» **Consignes de l'exercice**
- A) Répondez à ces questions d'après l'article sur le plan de Trump pour Gaza :
(i) À quel média Mike Waltz a-t-il accordé une interview ?
(ii) À quel moment la proposition de Donald Trump a-t-elle fait paniquer les dirigeants arabes ?
(iii) Selon le diplomate arabe, sur quel pays les États-Unis ne devraient-ils pas miser ?
- B) Modifiez le passage de l'article sur le plan de Trump pour Gaza allant de « Le principal conseiller » jusqu'à « de départ actuelle. » inclus, en remplaçant « CBS News » par « NBC News ».
- C) Poursuivez l'article sur le plan de Trump pour Gaza là où il s'arrête.

» **Texte fourni**
+-------+

Le plan de Trump pour Gaza vise à appâter Ryad ; les Saoudiens ont-ils été séduits ?
Selon un diplomate arabe, les États-Unis ne devraient pas miser sur l'Arabie saoudite : Ryad ne proposera pas la normalisation, comme l'avait fait Abou Dhabi avec l'annexion de la Cisjordanie

La proposition du président américain Donald Trump de prendre le contrôle de la bande de Gaza et de la vider de ses Palestiniens a fait paniquer les dirigeants arabes mardi soir. Le conseiller à la Sécurité nationale Mike Waltz a cherché à apaiser les esprits le lendemain matin.
Le principal conseiller de la Maison Blanche a laissé entendre, dans une interview accordée à CBS News, que le plan de Trump visait probablement à faire naître de nouvelles idées chez ses homologues arabes sur la manière de reconstruire la bande de Gaza.
« Personne n’a de solution réaliste, et il met sur la table des idées très audacieuses, fraîches et nouvelles… Cela permettra à toute la région de proposer ses propres solutions si elle n’aime pas la solution de M. Trump », a déclaré Waltz.
Le conseiller à la Sécurité nationale a semblé considérer la proposition de Trump comme une simple tactique de négociation, le président mettant sur la table une offre (très) ambitieuse tout en étant ostensiblement prêt à se contenter de moins, pour autant qu’il s’agisse d’une amélioration par rapport à la situation de départ actuelle.

+-------+

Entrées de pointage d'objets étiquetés
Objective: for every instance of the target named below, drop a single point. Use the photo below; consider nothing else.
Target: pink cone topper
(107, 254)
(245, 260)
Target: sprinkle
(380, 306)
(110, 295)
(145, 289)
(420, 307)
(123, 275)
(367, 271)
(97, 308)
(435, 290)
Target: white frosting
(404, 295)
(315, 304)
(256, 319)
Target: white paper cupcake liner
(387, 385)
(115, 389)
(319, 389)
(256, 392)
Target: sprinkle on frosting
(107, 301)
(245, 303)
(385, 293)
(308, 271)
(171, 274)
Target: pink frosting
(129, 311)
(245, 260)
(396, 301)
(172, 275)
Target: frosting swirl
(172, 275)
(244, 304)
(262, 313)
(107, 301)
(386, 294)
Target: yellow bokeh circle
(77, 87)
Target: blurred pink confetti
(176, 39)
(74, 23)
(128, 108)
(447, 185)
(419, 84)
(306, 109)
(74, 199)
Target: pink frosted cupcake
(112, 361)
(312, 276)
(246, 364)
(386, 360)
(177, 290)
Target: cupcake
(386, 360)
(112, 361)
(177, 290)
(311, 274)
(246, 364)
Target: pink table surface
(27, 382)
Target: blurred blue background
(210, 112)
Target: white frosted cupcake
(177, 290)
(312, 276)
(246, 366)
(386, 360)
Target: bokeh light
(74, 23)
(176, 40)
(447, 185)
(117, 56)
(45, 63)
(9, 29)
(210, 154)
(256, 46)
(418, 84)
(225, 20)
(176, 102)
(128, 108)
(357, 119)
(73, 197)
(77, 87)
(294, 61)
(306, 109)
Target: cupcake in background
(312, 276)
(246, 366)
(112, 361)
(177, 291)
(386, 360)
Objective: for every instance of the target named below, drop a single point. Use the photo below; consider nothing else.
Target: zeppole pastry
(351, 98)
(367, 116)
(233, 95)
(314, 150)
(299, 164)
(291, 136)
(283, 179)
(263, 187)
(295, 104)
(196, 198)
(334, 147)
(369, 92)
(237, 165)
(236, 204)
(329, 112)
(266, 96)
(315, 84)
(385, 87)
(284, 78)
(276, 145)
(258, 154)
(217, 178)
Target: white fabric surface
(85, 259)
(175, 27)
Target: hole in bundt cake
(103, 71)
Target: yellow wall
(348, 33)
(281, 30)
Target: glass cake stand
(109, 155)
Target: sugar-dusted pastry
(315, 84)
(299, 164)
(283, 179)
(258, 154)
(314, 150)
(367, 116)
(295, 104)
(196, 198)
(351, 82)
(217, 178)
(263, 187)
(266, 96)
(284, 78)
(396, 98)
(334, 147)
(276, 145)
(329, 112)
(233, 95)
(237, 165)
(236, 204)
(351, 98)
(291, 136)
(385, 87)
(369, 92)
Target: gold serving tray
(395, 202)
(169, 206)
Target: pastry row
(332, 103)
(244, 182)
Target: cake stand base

+-------+

» **Réponses par consigne**
- A)
(i) CBS News.
(ii) Mardi soir.
(iii) L'Arabie saoudite.

- B)
Le principal conseiller de la Maison Blanche a laissé entendre, dans une interview accordée à NBC News, que le plan de Trump visait probablement à faire naître de nouvelles idées chez ses homologues arabes sur la manière de reconstruire la bande de Gaza.
« Personne n’a de solution réaliste, et il met sur la table des idées très audacieuses, fraîches et nouvelles… Cela permettra à toute la région de proposer ses propres solutions si elle n’aime pas la solution de M. Trump », a déclaré Waltz.
Le conseiller à la Sécurité nationale a semblé considérer la proposition de Trump comme une simple tactique de négociation, le président mettant sur la table une offre (très) ambitieuse tout en étant ostensiblement prêt à se contenter de moins, pour autant qu’il s’agisse d’une amélioration par rapport à la situation de départ actuelle.

- C)
Tel semble être le plan du président pour gérer les différends avec le Canada, le Mexique, le Panama et la Colombie au cours des deux premières semaines de son mandat.
Et cela n’est pas propre au second mandat de Trump, pas plus qu’au conflit israélo-arabe.
En 2020, Trump avait dévoilé – lors d’une autre conférence de presse conjointe avec le Premier ministre Benjamin Netanyahu – un plan de paix qui offrait à Israël plus de territoires en Cisjordanie que toute autre proposition antérieure et prévoyait que les États-Unis reconnaissent l’annexion par Israël de toutes ses implantations.
Netanyahu s’était engagé à faire passer une décision du cabinet actualisant ce plan le week-end suivant et des dirigeants d’implantations avaient salué l’événement, tout comme ils l’ont fait mardi après l’annonce de la proposition de Trump de prendre le contrôle de Gaza.
En définitive, l’exaltation de l’extrême droite a été de courte durée. Les Émirats arabes unis sont venus aux États-Unis avec une contre-proposition que Trump ne pouvait pas refuser : normaliser les relations avec Israël en échange de l’abandon par Jérusalem de sa tentative d’annexion soutenue par les États-Unis.
L’échange de bons procédés n’impliquait pas de résoudre le conflit israélo-arabe, comme le prévoyait son plan de paix pour 2020, mais Trump ne semblait pas opposé à l’idée de contourner les Palestiniens pour renforcer les liens d’Israël avec d’autres dirigeants arabes de la région et ouvrir la voie à des contrats d’armement lucratifs entre Washington et ses alliés arabes.

Cinq ans plus tard, Waltz nous apprend que Trump est à nouveau ouvert à d’autres propositions que celle qu’il a annoncée lors de sa dernière conférence de presse conjointe avec Netanyahu.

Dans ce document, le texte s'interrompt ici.